### [Text section]
[start]

# Etsy ?s



## amandaleigh (Apr 10, 2013)

I am curious if anyone sells products on Etsy. What should some thinking of starting an Etsy shop know? What challenges did you face? Any advice on marketing?

DH has been doing some wood working for about a year - a combination of art pieces as well as functional pieces (just made me an entry table from a reclaimed wire spool). Everyone who sees them loves them, and he gets much more enjoyment from doing this than any job he has had. A few local boutiques are considering carrying a few pieces on a consignment basis, but we thought Etsy might be a way to get more sales and maybe some name recognition. Any advice for someone just starting out?


----------



## Esprit (Dec 17, 2011)

[end]

### [Task description]
Answer these questions from the forum thread about selling on Etsy:
1. For about how long has DH been doing woodworking?
2. What was the entry table made from?
3. On what basis are a few local boutiques considering carrying some pieces?
The material that comes next has nothing to do with the forum thread about selling on Etsy.

### [Extracted information]

[start]

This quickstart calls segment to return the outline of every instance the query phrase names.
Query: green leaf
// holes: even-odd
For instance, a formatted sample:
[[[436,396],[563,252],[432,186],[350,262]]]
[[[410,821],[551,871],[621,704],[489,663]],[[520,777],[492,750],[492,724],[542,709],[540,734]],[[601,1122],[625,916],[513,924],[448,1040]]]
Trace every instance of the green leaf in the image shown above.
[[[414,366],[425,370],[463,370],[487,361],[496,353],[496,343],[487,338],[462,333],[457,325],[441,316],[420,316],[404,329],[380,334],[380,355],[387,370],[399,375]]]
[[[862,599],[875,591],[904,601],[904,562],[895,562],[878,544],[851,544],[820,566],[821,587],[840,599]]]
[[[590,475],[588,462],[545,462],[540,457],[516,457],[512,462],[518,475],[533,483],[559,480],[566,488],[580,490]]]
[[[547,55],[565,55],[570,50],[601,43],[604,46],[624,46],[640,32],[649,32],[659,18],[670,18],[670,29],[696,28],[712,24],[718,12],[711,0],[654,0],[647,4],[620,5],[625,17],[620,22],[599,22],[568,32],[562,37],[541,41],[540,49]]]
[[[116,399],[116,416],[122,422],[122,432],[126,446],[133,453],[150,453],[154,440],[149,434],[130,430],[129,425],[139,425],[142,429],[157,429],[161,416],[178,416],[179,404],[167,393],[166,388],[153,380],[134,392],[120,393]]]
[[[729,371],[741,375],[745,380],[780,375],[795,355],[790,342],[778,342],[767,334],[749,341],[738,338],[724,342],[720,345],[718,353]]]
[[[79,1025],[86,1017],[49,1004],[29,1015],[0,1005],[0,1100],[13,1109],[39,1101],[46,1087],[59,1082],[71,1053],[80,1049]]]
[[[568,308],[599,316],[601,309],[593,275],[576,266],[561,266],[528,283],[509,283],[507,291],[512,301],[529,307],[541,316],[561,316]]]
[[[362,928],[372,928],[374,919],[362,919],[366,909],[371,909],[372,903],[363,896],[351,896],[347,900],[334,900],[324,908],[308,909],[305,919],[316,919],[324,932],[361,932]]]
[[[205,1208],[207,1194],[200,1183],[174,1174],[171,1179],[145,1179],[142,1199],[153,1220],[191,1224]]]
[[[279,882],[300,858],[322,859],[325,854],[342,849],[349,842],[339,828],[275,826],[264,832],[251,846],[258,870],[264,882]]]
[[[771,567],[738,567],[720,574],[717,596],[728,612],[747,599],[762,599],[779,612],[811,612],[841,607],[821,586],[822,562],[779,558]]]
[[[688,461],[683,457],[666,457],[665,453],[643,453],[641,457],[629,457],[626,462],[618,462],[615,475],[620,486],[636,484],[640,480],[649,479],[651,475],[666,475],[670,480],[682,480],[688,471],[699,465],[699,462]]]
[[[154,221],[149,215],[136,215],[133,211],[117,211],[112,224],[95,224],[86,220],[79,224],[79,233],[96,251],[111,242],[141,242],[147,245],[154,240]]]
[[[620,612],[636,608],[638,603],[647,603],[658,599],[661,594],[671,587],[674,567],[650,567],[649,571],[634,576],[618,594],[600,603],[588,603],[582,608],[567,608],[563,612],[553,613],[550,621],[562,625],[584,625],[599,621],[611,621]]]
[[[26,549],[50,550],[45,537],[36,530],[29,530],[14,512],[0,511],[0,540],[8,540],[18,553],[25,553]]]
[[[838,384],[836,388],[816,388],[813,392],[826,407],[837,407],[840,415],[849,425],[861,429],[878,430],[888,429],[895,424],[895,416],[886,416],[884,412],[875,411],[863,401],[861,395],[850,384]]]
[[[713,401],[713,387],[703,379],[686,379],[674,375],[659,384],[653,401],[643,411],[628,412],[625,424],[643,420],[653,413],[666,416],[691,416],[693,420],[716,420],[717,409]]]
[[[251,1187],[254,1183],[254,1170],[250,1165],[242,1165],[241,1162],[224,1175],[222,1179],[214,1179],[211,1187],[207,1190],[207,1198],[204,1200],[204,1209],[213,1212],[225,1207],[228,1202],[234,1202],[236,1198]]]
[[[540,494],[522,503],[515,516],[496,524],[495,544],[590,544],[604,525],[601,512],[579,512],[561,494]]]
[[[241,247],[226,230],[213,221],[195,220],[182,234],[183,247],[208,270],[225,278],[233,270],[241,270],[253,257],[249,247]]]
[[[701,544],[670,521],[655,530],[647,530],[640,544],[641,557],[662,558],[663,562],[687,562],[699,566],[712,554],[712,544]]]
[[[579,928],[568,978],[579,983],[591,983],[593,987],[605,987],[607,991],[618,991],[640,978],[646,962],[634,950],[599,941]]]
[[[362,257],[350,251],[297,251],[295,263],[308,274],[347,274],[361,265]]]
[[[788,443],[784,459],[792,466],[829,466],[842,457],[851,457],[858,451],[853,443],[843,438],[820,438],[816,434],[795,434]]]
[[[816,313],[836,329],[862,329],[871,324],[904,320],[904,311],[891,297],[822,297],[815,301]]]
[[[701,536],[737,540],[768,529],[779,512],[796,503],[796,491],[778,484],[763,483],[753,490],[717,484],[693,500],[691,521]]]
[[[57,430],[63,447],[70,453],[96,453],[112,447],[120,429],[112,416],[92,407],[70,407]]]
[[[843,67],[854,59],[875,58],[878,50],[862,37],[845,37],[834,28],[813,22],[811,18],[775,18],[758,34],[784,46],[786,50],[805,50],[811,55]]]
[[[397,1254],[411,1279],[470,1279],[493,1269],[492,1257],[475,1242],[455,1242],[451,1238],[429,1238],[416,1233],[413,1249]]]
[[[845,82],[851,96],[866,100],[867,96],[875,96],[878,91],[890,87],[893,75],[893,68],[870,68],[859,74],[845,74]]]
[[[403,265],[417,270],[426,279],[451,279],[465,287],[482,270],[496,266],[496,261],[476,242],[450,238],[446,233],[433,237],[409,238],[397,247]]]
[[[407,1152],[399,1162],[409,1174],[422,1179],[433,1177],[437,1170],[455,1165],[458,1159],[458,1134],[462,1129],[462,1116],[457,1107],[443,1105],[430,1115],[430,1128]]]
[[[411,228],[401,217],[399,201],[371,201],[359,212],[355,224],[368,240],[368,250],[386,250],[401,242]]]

[end]

### [Completed exercise]
1. About a year.
2. A reclaimed wire spool.
3. On a consignment basis.